## Given task a
Copy from the basketball in France passage the part that opens with the words containing "Basketball is the" and closes with "medal in Eurobasket.".

## Source passage
- Country: France
- Governing body: French Federation of Basketball
- National team: Men's national team; Women's national team; ;

Club competitions
- Ligue nationale de basket

= Basketball in France =

Basketball is the fifth most popular sport in France and was first played there in 1893. For females, it is the number one team sport.

== History ==

=== 1893-Post World War 2 ===
In December 1893, the first European basketball game was played in Paris. The French youth were influenced by American culture to play basketball. French basketball teams led in the 1930s European Competition and after World War II.

=== 1948 ===
At the 1948 Olympics, the French basketball team won its first medal in their basketball history. They ended up with a silver medal after being defeated by the United States.

=== 1951 & 1953 ===
Under the management of Andre Vacheresse, the team won a bronze medal in Eurobasket.

=== 1960s and 1970s ===
This was a low point in France's basketball history because they were not able to compete in major world competitions. No basketball games were broadcast on TV until the 1970s came. There were many gyms but people did not play in them because they did not have basketballs.

=== 1980s ===
Basketball started to be famous again because the NBA started broadcasting their games on TV. The French basketball team was able to return to the Olympics in 1984. They also competed in the 1986 FIBA World Championship.

## Material for this task

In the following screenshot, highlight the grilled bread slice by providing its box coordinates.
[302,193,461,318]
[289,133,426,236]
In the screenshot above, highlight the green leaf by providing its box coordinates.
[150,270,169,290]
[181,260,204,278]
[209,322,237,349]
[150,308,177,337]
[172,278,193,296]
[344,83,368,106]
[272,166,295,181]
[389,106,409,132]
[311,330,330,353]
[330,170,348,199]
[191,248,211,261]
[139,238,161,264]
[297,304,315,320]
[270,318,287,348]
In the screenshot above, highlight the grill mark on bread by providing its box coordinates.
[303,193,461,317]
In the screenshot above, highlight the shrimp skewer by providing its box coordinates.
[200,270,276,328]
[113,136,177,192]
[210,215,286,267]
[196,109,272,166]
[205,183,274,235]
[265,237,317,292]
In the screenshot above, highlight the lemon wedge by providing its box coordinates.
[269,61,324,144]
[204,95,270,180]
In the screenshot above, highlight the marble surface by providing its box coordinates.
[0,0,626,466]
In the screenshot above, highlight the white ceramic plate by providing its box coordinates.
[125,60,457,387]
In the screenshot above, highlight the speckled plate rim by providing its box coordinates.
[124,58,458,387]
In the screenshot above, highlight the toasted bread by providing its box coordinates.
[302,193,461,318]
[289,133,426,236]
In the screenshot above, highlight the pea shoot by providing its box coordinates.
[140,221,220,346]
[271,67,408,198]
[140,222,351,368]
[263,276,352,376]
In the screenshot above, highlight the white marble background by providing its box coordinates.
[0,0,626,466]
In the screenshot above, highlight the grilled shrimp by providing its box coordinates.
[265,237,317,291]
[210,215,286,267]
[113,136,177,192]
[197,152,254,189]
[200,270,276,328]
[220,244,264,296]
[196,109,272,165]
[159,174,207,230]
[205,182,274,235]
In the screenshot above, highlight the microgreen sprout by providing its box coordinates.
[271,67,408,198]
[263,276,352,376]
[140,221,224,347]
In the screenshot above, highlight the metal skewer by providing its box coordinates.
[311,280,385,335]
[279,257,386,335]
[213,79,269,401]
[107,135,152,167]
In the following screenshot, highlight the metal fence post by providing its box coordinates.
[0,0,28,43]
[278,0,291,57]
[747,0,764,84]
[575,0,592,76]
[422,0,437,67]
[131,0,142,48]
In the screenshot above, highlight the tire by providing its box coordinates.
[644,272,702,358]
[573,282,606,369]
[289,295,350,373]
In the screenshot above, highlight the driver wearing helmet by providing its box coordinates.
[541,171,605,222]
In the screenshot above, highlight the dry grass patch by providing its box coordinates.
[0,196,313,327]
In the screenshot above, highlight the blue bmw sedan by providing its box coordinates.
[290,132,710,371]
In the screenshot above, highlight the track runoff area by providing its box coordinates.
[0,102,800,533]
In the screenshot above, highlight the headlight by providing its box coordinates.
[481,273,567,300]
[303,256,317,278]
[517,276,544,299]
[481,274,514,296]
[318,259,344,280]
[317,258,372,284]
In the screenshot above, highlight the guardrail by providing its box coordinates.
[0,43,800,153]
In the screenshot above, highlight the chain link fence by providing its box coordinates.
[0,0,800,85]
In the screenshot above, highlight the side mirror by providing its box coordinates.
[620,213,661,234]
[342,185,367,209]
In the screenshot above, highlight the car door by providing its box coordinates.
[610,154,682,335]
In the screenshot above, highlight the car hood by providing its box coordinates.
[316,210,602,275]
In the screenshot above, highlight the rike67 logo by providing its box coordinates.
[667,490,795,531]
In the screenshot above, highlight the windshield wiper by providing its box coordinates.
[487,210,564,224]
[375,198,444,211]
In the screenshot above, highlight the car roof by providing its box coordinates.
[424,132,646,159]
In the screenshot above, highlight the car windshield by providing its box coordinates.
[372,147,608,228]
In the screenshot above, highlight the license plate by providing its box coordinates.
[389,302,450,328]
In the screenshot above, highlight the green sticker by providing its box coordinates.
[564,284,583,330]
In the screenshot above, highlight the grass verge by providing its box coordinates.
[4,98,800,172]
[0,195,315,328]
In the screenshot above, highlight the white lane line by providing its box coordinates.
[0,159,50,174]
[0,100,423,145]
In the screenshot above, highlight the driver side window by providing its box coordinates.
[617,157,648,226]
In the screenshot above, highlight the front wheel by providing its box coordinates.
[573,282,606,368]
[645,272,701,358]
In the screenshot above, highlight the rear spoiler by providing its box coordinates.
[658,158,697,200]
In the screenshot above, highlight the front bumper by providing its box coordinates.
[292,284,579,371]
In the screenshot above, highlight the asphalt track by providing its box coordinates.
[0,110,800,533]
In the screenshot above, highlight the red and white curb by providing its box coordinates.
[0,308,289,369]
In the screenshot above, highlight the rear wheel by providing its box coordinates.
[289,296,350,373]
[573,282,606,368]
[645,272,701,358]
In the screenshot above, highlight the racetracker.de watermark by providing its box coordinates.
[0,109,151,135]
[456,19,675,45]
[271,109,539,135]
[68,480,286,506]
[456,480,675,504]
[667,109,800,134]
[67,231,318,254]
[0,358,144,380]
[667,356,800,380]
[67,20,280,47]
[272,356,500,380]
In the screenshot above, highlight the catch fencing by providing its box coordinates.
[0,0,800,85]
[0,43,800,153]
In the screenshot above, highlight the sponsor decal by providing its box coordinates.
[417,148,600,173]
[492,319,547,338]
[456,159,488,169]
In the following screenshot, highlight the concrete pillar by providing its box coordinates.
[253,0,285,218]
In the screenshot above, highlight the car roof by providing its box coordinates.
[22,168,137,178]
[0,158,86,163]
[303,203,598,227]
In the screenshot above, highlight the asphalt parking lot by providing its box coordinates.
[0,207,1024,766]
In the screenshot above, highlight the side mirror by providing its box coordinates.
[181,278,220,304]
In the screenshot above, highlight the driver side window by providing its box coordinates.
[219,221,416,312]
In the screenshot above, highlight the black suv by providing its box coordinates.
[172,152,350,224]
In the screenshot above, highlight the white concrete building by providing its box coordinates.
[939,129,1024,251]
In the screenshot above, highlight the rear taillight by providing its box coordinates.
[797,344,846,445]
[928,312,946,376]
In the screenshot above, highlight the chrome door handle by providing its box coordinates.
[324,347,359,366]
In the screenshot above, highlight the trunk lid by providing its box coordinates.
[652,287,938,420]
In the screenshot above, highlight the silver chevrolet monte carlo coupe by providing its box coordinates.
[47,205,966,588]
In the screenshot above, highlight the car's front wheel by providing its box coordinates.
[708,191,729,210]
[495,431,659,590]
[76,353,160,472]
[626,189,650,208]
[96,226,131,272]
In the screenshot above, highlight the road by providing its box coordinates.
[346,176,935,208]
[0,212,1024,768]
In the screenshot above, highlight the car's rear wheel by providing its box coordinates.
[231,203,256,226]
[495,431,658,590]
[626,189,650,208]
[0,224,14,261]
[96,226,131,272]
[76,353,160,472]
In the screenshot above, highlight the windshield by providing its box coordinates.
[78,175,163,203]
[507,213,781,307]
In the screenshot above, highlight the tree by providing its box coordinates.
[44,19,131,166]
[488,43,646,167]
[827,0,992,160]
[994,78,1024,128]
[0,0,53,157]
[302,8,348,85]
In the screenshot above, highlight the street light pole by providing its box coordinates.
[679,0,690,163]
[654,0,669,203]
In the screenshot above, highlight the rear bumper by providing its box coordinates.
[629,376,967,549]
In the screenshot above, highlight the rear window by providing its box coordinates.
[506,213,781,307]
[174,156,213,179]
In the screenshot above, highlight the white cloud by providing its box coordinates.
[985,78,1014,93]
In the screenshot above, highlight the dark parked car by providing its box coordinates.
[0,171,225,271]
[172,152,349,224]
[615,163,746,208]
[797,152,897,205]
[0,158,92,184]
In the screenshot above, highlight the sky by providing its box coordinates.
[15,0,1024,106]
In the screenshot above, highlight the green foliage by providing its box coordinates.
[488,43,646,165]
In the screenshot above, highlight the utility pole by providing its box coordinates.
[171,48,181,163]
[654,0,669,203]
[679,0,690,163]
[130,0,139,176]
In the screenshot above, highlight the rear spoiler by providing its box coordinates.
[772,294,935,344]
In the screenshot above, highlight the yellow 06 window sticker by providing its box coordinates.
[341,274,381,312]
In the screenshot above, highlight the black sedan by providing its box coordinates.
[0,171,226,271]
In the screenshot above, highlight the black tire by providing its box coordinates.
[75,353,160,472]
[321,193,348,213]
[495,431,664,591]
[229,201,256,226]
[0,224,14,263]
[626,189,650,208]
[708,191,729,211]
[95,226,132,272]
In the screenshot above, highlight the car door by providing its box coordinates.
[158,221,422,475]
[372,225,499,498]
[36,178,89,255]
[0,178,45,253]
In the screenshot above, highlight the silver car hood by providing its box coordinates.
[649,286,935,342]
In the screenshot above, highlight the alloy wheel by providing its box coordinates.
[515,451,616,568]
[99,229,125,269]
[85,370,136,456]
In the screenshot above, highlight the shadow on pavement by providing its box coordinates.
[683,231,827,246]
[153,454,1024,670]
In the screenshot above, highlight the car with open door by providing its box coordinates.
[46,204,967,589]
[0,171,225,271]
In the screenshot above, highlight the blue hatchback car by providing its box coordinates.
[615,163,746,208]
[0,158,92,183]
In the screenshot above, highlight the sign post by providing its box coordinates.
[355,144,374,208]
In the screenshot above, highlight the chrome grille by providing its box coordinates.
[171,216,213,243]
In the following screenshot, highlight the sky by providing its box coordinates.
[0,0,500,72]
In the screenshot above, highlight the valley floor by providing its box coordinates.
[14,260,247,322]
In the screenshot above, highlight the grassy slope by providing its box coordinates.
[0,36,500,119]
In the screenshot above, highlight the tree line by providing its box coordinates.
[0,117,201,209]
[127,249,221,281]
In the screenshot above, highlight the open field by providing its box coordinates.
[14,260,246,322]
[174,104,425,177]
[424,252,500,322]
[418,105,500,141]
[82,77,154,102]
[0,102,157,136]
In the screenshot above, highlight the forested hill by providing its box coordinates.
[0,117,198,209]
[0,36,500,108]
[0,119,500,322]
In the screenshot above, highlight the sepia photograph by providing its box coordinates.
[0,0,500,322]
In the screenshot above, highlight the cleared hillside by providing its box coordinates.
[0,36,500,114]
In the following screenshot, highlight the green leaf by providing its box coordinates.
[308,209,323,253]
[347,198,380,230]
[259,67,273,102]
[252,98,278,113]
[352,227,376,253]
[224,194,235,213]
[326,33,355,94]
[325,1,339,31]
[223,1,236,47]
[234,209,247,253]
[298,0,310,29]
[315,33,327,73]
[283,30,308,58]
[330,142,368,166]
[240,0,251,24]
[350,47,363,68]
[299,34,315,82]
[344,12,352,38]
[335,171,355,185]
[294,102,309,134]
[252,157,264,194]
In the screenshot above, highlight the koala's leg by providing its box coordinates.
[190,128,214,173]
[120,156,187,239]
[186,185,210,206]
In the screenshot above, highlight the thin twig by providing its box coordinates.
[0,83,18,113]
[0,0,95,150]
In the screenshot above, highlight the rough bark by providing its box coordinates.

## Given task b
Format the part of the records that opens with the line containing "In the screenshot above, highlight the rear window" and closes with the line containing "[15,0,1024,106]" as a numbered list, leaving out any blank lines.

## Written response a
Basketball is the fifth most popular sport in France and was first played there in 1893. For females, it is the number one team sport.

== History ==

=== 1893-Post World War 2 ===
In December 1893, the first European basketball game was played in Paris. The French youth were influenced by American culture to play basketball. French basketball teams led in the 1930s European Competition and after World War II.

=== 1948 ===
At the 1948 Olympics, the French basketball team won its first medal in their basketball history. They ended up with a silver medal after being defeated by the United States.

=== 1951 & 1953 ===
Under the management of Andre Vacheresse, the team won a bronze medal in Eurobasket.

## Written response b
1. In the screenshot above, highlight the rear window by providing its box coordinates.
2. [506,213,781,307]
3. [174,156,213,179]
4. In the screenshot above, highlight the white cloud by providing its box coordinates.
5. [985,78,1014,93]
6. In the screenshot above, highlight the dark parked car by providing its box coordinates.
7. [0,171,225,271]
8. [172,152,349,224]
9. [615,163,746,208]
10. [797,152,897,205]
11. [0,158,92,184]
12. In the screenshot above, highlight the sky by providing its box coordinates.
13. [15,0,1024,106]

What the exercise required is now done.